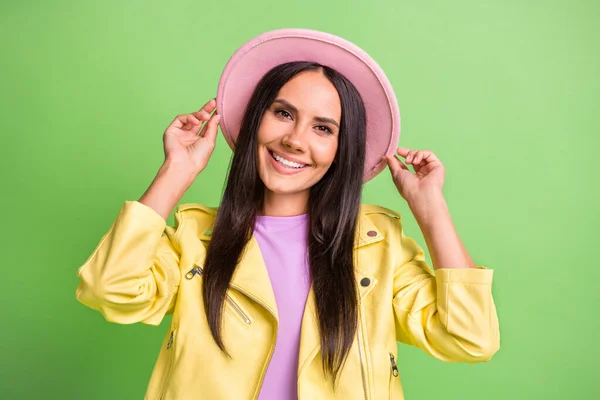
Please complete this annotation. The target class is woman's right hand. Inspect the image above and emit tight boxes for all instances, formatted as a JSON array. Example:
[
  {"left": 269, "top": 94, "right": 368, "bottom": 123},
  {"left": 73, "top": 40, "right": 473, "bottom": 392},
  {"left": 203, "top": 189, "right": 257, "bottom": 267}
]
[{"left": 162, "top": 98, "right": 221, "bottom": 175}]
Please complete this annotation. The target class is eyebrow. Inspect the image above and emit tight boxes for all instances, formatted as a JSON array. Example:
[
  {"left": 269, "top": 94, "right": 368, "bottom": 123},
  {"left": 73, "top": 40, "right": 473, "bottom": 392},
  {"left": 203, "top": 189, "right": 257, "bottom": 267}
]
[{"left": 272, "top": 98, "right": 340, "bottom": 129}]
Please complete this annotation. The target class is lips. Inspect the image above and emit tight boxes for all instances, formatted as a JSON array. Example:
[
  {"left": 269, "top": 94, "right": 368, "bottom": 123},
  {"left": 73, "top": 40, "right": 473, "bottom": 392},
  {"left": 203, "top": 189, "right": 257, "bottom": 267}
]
[
  {"left": 266, "top": 149, "right": 310, "bottom": 175},
  {"left": 268, "top": 149, "right": 310, "bottom": 166}
]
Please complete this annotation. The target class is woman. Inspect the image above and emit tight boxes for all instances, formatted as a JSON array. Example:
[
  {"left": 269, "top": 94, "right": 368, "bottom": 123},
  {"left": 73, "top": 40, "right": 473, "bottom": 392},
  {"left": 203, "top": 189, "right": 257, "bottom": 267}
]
[{"left": 76, "top": 29, "right": 499, "bottom": 400}]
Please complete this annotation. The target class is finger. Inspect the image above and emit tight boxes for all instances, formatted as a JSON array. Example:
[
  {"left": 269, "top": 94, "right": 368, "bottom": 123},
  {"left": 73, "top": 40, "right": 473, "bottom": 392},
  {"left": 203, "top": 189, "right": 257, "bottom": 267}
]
[
  {"left": 396, "top": 148, "right": 410, "bottom": 158},
  {"left": 197, "top": 98, "right": 217, "bottom": 114},
  {"left": 417, "top": 150, "right": 439, "bottom": 165},
  {"left": 199, "top": 113, "right": 221, "bottom": 143},
  {"left": 393, "top": 154, "right": 410, "bottom": 170},
  {"left": 415, "top": 150, "right": 430, "bottom": 165},
  {"left": 405, "top": 150, "right": 416, "bottom": 164},
  {"left": 186, "top": 114, "right": 201, "bottom": 125},
  {"left": 188, "top": 99, "right": 217, "bottom": 126},
  {"left": 382, "top": 156, "right": 397, "bottom": 175},
  {"left": 413, "top": 150, "right": 424, "bottom": 165},
  {"left": 383, "top": 155, "right": 408, "bottom": 176},
  {"left": 178, "top": 114, "right": 200, "bottom": 132},
  {"left": 198, "top": 115, "right": 210, "bottom": 137},
  {"left": 191, "top": 109, "right": 212, "bottom": 121},
  {"left": 185, "top": 114, "right": 203, "bottom": 134},
  {"left": 170, "top": 114, "right": 189, "bottom": 129},
  {"left": 196, "top": 106, "right": 219, "bottom": 135},
  {"left": 409, "top": 150, "right": 421, "bottom": 164}
]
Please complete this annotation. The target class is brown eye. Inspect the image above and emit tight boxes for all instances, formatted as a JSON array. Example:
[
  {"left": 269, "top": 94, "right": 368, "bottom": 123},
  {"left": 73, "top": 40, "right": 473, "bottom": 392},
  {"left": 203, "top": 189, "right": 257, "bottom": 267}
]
[
  {"left": 275, "top": 109, "right": 292, "bottom": 119},
  {"left": 316, "top": 126, "right": 333, "bottom": 134}
]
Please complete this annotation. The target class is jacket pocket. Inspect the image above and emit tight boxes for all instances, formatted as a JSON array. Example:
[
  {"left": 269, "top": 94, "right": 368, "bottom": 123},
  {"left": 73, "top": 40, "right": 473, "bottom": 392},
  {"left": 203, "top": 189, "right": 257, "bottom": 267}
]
[
  {"left": 388, "top": 352, "right": 399, "bottom": 400},
  {"left": 185, "top": 265, "right": 254, "bottom": 327}
]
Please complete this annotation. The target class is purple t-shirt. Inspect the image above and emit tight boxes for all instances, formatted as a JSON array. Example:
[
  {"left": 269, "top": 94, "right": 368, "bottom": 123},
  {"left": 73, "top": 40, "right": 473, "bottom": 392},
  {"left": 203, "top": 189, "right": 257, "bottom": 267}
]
[{"left": 253, "top": 213, "right": 311, "bottom": 400}]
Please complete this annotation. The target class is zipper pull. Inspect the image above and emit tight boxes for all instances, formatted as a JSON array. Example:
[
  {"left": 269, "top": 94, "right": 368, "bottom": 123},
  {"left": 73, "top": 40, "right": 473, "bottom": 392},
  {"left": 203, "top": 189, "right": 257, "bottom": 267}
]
[
  {"left": 185, "top": 265, "right": 203, "bottom": 280},
  {"left": 166, "top": 330, "right": 174, "bottom": 349},
  {"left": 389, "top": 353, "right": 399, "bottom": 377}
]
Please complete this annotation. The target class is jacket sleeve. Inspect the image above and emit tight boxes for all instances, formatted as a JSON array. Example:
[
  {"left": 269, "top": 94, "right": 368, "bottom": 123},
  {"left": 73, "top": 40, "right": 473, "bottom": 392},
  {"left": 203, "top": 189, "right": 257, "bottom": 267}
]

# EXERCISE
Make an exact copy of the listing above. Its pictures are not needed.

# SOLUTION TO THIS TASK
Please complete this annotation. The target class is woman's right hand. Inspect the image above and emit tight boxes for all instances, formatted as a JSON array. Example:
[
  {"left": 269, "top": 94, "right": 368, "bottom": 123},
  {"left": 73, "top": 40, "right": 473, "bottom": 392},
  {"left": 203, "top": 189, "right": 257, "bottom": 267}
]
[{"left": 162, "top": 98, "right": 221, "bottom": 175}]
Please complete this annotation. The target class is eyebrow. Inspect the image above and emit tight boxes for all instances, formatted as a JSON array. Example:
[
  {"left": 269, "top": 94, "right": 368, "bottom": 123},
  {"left": 73, "top": 40, "right": 473, "bottom": 392},
  {"left": 203, "top": 189, "right": 257, "bottom": 267}
]
[{"left": 272, "top": 98, "right": 340, "bottom": 129}]
Please complete this annotation. The target class is lips. Inspect the image above and emit tight boxes for all instances, formatted as a JSON array. Example:
[
  {"left": 269, "top": 94, "right": 368, "bottom": 123},
  {"left": 73, "top": 40, "right": 473, "bottom": 392},
  {"left": 203, "top": 189, "right": 257, "bottom": 267}
]
[
  {"left": 266, "top": 149, "right": 310, "bottom": 175},
  {"left": 268, "top": 149, "right": 310, "bottom": 166}
]
Please complete this annotation. The target class is woman. Inspect the image above and emit tight boxes for all instances, formatted as a JSON array. Example:
[
  {"left": 269, "top": 94, "right": 368, "bottom": 123},
  {"left": 73, "top": 40, "right": 473, "bottom": 392},
  {"left": 203, "top": 189, "right": 257, "bottom": 267}
]
[{"left": 76, "top": 29, "right": 499, "bottom": 400}]
Please complete this annotation. The target class is finger. Inspect the image above and emit tight boxes for all instances, formatted as a JSON array. Example:
[
  {"left": 269, "top": 94, "right": 368, "bottom": 123},
  {"left": 73, "top": 40, "right": 473, "bottom": 392},
  {"left": 203, "top": 189, "right": 257, "bottom": 267}
]
[
  {"left": 396, "top": 148, "right": 410, "bottom": 158},
  {"left": 197, "top": 98, "right": 217, "bottom": 114},
  {"left": 417, "top": 150, "right": 439, "bottom": 165},
  {"left": 199, "top": 113, "right": 221, "bottom": 143},
  {"left": 393, "top": 154, "right": 410, "bottom": 170},
  {"left": 415, "top": 150, "right": 430, "bottom": 165},
  {"left": 405, "top": 150, "right": 416, "bottom": 164},
  {"left": 186, "top": 114, "right": 201, "bottom": 125},
  {"left": 188, "top": 99, "right": 217, "bottom": 126},
  {"left": 382, "top": 156, "right": 397, "bottom": 175},
  {"left": 413, "top": 150, "right": 424, "bottom": 165},
  {"left": 383, "top": 155, "right": 408, "bottom": 176},
  {"left": 178, "top": 114, "right": 200, "bottom": 132},
  {"left": 198, "top": 115, "right": 210, "bottom": 137},
  {"left": 191, "top": 109, "right": 212, "bottom": 121},
  {"left": 185, "top": 114, "right": 203, "bottom": 134},
  {"left": 170, "top": 114, "right": 189, "bottom": 129},
  {"left": 196, "top": 106, "right": 219, "bottom": 135},
  {"left": 409, "top": 150, "right": 421, "bottom": 164}
]
Please complete this annotation. The target class is brown eye. Inspect the image above and emit tight boxes for all instances, formatted as a JSON array. Example:
[
  {"left": 269, "top": 94, "right": 368, "bottom": 123},
  {"left": 73, "top": 40, "right": 473, "bottom": 392},
  {"left": 203, "top": 189, "right": 257, "bottom": 267}
]
[
  {"left": 275, "top": 109, "right": 292, "bottom": 119},
  {"left": 316, "top": 126, "right": 333, "bottom": 134}
]
Please complete this annotation. The target class is jacket pocket. Inspect the image above and emit tight boxes for all instances, formatted as a JSON array. Example:
[
  {"left": 269, "top": 94, "right": 368, "bottom": 123},
  {"left": 73, "top": 40, "right": 473, "bottom": 392},
  {"left": 203, "top": 189, "right": 257, "bottom": 267}
]
[
  {"left": 388, "top": 352, "right": 399, "bottom": 400},
  {"left": 185, "top": 265, "right": 254, "bottom": 327}
]
Please complete this annotation. The target class is purple t-shirt. Inspect the image above and emit tight boxes for all instances, formatted as a JSON array. Example:
[
  {"left": 269, "top": 94, "right": 368, "bottom": 123},
  {"left": 73, "top": 40, "right": 473, "bottom": 392},
  {"left": 203, "top": 189, "right": 257, "bottom": 267}
]
[{"left": 253, "top": 213, "right": 311, "bottom": 400}]
Please complete this annotation. The target class is zipper pull. Inspect the image above and emit tight boxes for all instances, formatted as a JSON array. Example:
[
  {"left": 269, "top": 94, "right": 368, "bottom": 123},
  {"left": 73, "top": 40, "right": 473, "bottom": 392},
  {"left": 203, "top": 189, "right": 257, "bottom": 267}
]
[
  {"left": 185, "top": 265, "right": 203, "bottom": 280},
  {"left": 166, "top": 330, "right": 174, "bottom": 349},
  {"left": 389, "top": 353, "right": 399, "bottom": 377}
]
Please complete this annotation. The target class is jacket sleeve. Inspect the image above and emit tight boxes for all instances, formatted as a JSON array. Example:
[
  {"left": 269, "top": 94, "right": 368, "bottom": 123},
  {"left": 73, "top": 40, "right": 473, "bottom": 392},
  {"left": 203, "top": 189, "right": 257, "bottom": 267}
]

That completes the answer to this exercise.